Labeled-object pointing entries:

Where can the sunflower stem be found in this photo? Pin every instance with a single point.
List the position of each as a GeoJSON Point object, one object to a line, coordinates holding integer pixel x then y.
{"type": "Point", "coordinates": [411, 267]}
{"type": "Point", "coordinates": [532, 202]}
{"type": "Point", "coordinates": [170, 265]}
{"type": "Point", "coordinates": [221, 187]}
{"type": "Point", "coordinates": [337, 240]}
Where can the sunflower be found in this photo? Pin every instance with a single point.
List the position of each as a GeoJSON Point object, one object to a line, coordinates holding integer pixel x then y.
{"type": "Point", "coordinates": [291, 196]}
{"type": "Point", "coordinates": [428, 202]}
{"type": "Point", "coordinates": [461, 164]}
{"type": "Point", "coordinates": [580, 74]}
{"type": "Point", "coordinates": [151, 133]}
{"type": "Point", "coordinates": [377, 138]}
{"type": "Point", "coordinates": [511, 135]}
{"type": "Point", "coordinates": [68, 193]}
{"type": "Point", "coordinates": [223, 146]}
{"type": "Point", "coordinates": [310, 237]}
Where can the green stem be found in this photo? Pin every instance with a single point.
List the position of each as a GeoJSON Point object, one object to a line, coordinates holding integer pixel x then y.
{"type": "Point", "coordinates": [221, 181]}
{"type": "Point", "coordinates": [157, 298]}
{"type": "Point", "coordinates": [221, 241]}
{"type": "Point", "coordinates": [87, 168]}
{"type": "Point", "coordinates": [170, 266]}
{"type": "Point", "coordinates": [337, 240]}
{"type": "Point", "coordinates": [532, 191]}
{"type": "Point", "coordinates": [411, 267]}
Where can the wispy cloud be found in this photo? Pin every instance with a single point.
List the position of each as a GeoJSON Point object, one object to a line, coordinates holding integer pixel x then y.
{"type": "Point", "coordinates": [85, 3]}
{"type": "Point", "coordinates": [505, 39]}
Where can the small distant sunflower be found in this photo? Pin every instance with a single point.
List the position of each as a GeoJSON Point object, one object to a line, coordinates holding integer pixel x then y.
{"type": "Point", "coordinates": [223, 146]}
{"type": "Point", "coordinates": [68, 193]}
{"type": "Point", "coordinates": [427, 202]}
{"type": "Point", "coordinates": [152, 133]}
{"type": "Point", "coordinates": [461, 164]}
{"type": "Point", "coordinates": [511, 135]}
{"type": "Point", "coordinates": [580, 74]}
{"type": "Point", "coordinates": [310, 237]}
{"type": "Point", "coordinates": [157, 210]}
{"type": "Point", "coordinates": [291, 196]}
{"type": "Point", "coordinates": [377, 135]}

**DIRECTION:** Copy all of these lines above word for word.

**EXERCISE OUTPUT:**
Where can the sunflower stem be found in this photo? Pin every instance with a single point.
List the position of each as a GeoJSON Point object, one object to a line, coordinates holding integer pixel x then y.
{"type": "Point", "coordinates": [411, 267]}
{"type": "Point", "coordinates": [532, 202]}
{"type": "Point", "coordinates": [170, 265]}
{"type": "Point", "coordinates": [221, 187]}
{"type": "Point", "coordinates": [337, 240]}
Where can the sunflower be found in this photo? Pin every instance with a single point.
List the position of each as a GeoJSON Point object, one object to a line, coordinates holding integer pixel x then y.
{"type": "Point", "coordinates": [291, 196]}
{"type": "Point", "coordinates": [428, 202]}
{"type": "Point", "coordinates": [461, 164]}
{"type": "Point", "coordinates": [580, 74]}
{"type": "Point", "coordinates": [151, 133]}
{"type": "Point", "coordinates": [377, 138]}
{"type": "Point", "coordinates": [511, 135]}
{"type": "Point", "coordinates": [68, 193]}
{"type": "Point", "coordinates": [223, 146]}
{"type": "Point", "coordinates": [310, 237]}
Where can the green stem be found in this photo? Pin every instance with a single point.
List the position of each as a GeoJSON Point object, one object to a line, coordinates holding integer pixel x then y.
{"type": "Point", "coordinates": [221, 181]}
{"type": "Point", "coordinates": [157, 298]}
{"type": "Point", "coordinates": [221, 241]}
{"type": "Point", "coordinates": [87, 168]}
{"type": "Point", "coordinates": [170, 266]}
{"type": "Point", "coordinates": [337, 240]}
{"type": "Point", "coordinates": [532, 191]}
{"type": "Point", "coordinates": [411, 267]}
Where can the wispy cloud be found in this photo? Pin every instance with a single point.
List the position of each as a GeoJSON Point object, one object to a line, coordinates holding integer pixel x then y.
{"type": "Point", "coordinates": [85, 3]}
{"type": "Point", "coordinates": [505, 39]}
Where can the small distant sunflower be found in this photo? Pin every instance with a single point.
List the position of each as a GeoJSON Point object, one object to a line, coordinates holding integer pixel x then y.
{"type": "Point", "coordinates": [223, 146]}
{"type": "Point", "coordinates": [68, 193]}
{"type": "Point", "coordinates": [427, 202]}
{"type": "Point", "coordinates": [152, 133]}
{"type": "Point", "coordinates": [461, 164]}
{"type": "Point", "coordinates": [511, 135]}
{"type": "Point", "coordinates": [580, 74]}
{"type": "Point", "coordinates": [310, 237]}
{"type": "Point", "coordinates": [157, 210]}
{"type": "Point", "coordinates": [291, 196]}
{"type": "Point", "coordinates": [377, 135]}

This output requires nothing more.